Continue the summary of talks on host cell protein analysis below, starting after its final sentence.

_Text segment_.
Start of Block

Platform assays utilizing antigen/antibody combinations are emerging and expected to become more prevalent in HCP analysis. However, while the agencies have observed the use of generic assays for monoclonal antibodies (mAbs) and vaccines, their implementation has experienced delays due to insufficient comparability packages. This underscores the importance of comprehensive documentation and thorough comparability studies to establish the validity and reliability of these assays.
Finally, Erika showed typical product HCP limits but could not specify universal limits; Appropriate HCP limits are decided on a case-by-case basis, considering factors such as the product, its intended use, HCPs of concern, and the associated risks.
USP Standards to Support Host Cell Protein Analysis by Mass Spectrometry
Niomi Peckham, Director, Pipeline Development, United States Pharmacopeia
The new US Pharmacopeia General Chapter <1132.1> on Residual Host Cell Protein Measurement in Biopharmaceuticals by Mass Spectrometry is open for public comments until July 31, 2023. Stakeholders are encouraged to provide feedback and contribute to developing this important chapter.
Additionally, Niomi announced that the US Pharmacopeia would release its first reference standard protein for HCP analysis in the third quarter of 2023. This reference protein, known as PLBL2, will serve as a valuable tool for ensuring accuracy and comparability in HCP analysis. Furthermore, in the fourth quarter of 2023, six peptides for two protein targets will be made available. These peptides will play a crucial role in supporting HCP analysis by enabling accurate identification and quantification of specific protein targets.

End of Block

_Recorded information_.

Start of Block

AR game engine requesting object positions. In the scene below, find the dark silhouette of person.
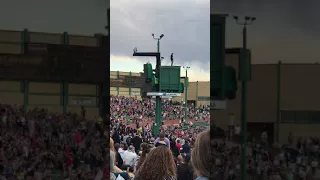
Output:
[170,53,173,66]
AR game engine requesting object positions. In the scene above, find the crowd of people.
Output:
[110,120,211,180]
[110,96,211,180]
[0,104,109,180]
[110,96,210,123]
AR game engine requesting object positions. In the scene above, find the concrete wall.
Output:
[211,50,320,143]
[0,81,99,118]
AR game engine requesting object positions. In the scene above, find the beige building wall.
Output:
[211,48,320,143]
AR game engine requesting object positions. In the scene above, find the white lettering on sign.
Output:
[147,92,181,97]
[72,97,94,106]
[210,100,227,109]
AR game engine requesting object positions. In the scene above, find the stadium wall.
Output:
[0,80,100,117]
[0,29,105,117]
[210,50,320,143]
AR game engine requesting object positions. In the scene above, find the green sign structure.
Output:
[160,66,181,92]
[133,38,184,136]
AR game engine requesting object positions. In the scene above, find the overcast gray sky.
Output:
[0,0,109,35]
[210,0,320,63]
[110,0,210,81]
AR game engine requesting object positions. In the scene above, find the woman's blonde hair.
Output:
[134,146,176,180]
[110,138,116,152]
[191,130,212,179]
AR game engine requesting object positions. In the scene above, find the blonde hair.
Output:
[191,130,212,179]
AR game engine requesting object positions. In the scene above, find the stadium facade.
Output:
[110,71,210,106]
[0,29,108,117]
[211,49,320,143]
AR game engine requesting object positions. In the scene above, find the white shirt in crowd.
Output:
[118,148,138,166]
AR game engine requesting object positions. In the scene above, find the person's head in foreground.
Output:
[134,146,176,180]
[191,130,211,180]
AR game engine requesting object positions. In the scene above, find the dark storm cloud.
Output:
[210,0,320,63]
[110,0,210,69]
[0,0,109,35]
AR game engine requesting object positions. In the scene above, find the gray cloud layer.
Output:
[210,0,320,63]
[110,0,210,70]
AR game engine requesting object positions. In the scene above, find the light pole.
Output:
[233,16,256,180]
[152,33,164,135]
[183,66,190,122]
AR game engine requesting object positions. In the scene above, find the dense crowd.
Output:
[110,96,210,122]
[0,104,108,180]
[110,96,211,180]
[110,120,211,180]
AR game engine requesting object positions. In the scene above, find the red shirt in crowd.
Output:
[176,140,182,153]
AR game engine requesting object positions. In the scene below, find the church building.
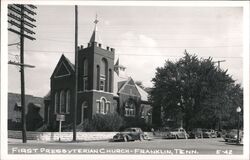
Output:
[44,17,152,128]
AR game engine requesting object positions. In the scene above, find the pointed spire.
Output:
[89,14,101,43]
[115,58,119,66]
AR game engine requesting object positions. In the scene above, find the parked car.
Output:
[113,128,148,142]
[215,130,223,137]
[158,127,176,139]
[202,129,217,138]
[188,128,203,139]
[222,129,244,142]
[170,128,189,139]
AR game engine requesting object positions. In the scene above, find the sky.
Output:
[8,5,243,97]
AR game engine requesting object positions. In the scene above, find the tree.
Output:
[150,51,242,129]
[135,81,145,89]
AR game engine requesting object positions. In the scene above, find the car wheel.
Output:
[123,136,128,142]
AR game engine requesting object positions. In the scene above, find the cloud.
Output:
[116,32,165,87]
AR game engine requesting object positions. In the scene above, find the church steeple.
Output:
[114,58,127,78]
[89,15,101,43]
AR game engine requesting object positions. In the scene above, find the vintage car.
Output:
[222,129,243,142]
[202,129,217,138]
[170,128,189,139]
[113,128,148,142]
[188,128,203,139]
[155,127,176,139]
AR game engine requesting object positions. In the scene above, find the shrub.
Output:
[92,113,124,131]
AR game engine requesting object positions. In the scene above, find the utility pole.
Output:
[214,60,226,131]
[8,4,37,143]
[73,5,78,141]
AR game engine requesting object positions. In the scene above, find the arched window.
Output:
[96,65,100,90]
[109,69,112,92]
[83,58,88,76]
[66,90,70,113]
[125,100,135,117]
[81,101,88,123]
[59,91,66,113]
[100,58,108,91]
[83,58,89,91]
[54,92,59,114]
[100,98,106,114]
[96,97,111,114]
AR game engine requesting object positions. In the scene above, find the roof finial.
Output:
[89,14,101,43]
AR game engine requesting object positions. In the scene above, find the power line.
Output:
[9,50,243,59]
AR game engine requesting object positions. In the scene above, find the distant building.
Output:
[8,93,44,131]
[45,17,152,128]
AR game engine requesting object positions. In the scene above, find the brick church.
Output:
[44,20,152,128]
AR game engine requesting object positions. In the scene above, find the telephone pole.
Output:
[73,5,78,141]
[214,60,226,131]
[8,4,37,143]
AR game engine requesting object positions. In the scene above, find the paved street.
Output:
[8,138,243,155]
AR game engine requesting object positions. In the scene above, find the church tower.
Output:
[77,18,115,123]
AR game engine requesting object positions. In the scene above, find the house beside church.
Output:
[44,17,152,128]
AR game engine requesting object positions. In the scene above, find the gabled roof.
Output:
[50,54,75,78]
[113,72,148,102]
[135,84,148,101]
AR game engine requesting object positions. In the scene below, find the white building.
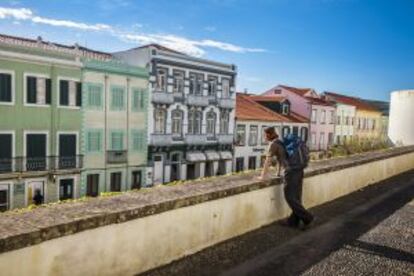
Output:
[114,44,236,184]
[324,92,356,144]
[233,94,309,172]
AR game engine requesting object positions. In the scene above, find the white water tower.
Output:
[388,90,414,146]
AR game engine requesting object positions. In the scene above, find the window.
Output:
[87,84,103,109]
[111,86,125,110]
[131,171,141,189]
[132,88,145,111]
[0,73,13,103]
[249,126,258,146]
[311,109,318,123]
[236,125,246,146]
[208,76,217,96]
[0,184,10,212]
[188,110,202,134]
[206,111,216,135]
[156,68,168,92]
[329,111,335,124]
[190,73,204,95]
[86,130,102,152]
[311,132,316,145]
[321,110,326,124]
[111,172,122,192]
[319,132,325,147]
[0,133,13,172]
[111,131,124,151]
[131,130,145,151]
[249,156,256,170]
[86,174,99,197]
[220,111,230,134]
[154,108,167,134]
[59,80,82,106]
[282,103,289,115]
[26,76,52,105]
[260,126,267,145]
[221,79,230,98]
[171,109,184,136]
[282,126,290,138]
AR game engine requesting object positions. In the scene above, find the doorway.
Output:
[153,155,164,185]
[59,178,75,200]
[27,180,45,205]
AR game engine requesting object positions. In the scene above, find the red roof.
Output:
[236,93,308,123]
[306,97,335,106]
[278,85,313,97]
[324,92,378,111]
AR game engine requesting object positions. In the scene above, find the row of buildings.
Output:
[0,35,383,210]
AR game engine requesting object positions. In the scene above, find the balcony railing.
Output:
[106,150,128,164]
[0,155,83,174]
[187,95,209,106]
[218,98,236,108]
[185,134,207,145]
[152,91,174,104]
[217,134,233,144]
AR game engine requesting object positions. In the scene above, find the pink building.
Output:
[264,85,336,151]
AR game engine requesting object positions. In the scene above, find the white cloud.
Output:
[0,5,266,57]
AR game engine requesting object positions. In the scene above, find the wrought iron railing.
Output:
[0,155,83,174]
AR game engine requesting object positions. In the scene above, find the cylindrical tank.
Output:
[388,90,414,146]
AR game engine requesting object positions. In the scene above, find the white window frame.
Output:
[0,69,16,105]
[23,72,54,107]
[0,181,14,210]
[55,131,79,168]
[56,174,78,200]
[57,76,83,109]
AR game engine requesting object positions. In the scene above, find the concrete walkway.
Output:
[142,171,414,275]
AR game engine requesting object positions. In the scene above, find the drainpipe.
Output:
[104,74,109,192]
[125,77,130,189]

End of Block

_Answer box_.
Session 6: HCP Critical Reagent Characterization Methods
Comprehensive Characterization of In-House ELISA Host Cell Protein Reagents by IAC & LC-MS
Suli Liu, Principal Scientist, Biogen
Suli presented a comprehensive and detailed characterization case of a Biogen mAb. She explained the differences between coverage method principles and emphasized the wide range of coverage % obtained with each method – meaning the reagent coverage % is method dependent. The case showed how two highly abundant HCPs, each above 100 ppm, were shockingly not detected by the ELISA but only detected and quantified by LC-MS. The two HCPs were potentially problematic as HCP 1 is known to regulate lipid breakdown, and HCP 2 was a chaperone protein assisting in protein folding and degradation.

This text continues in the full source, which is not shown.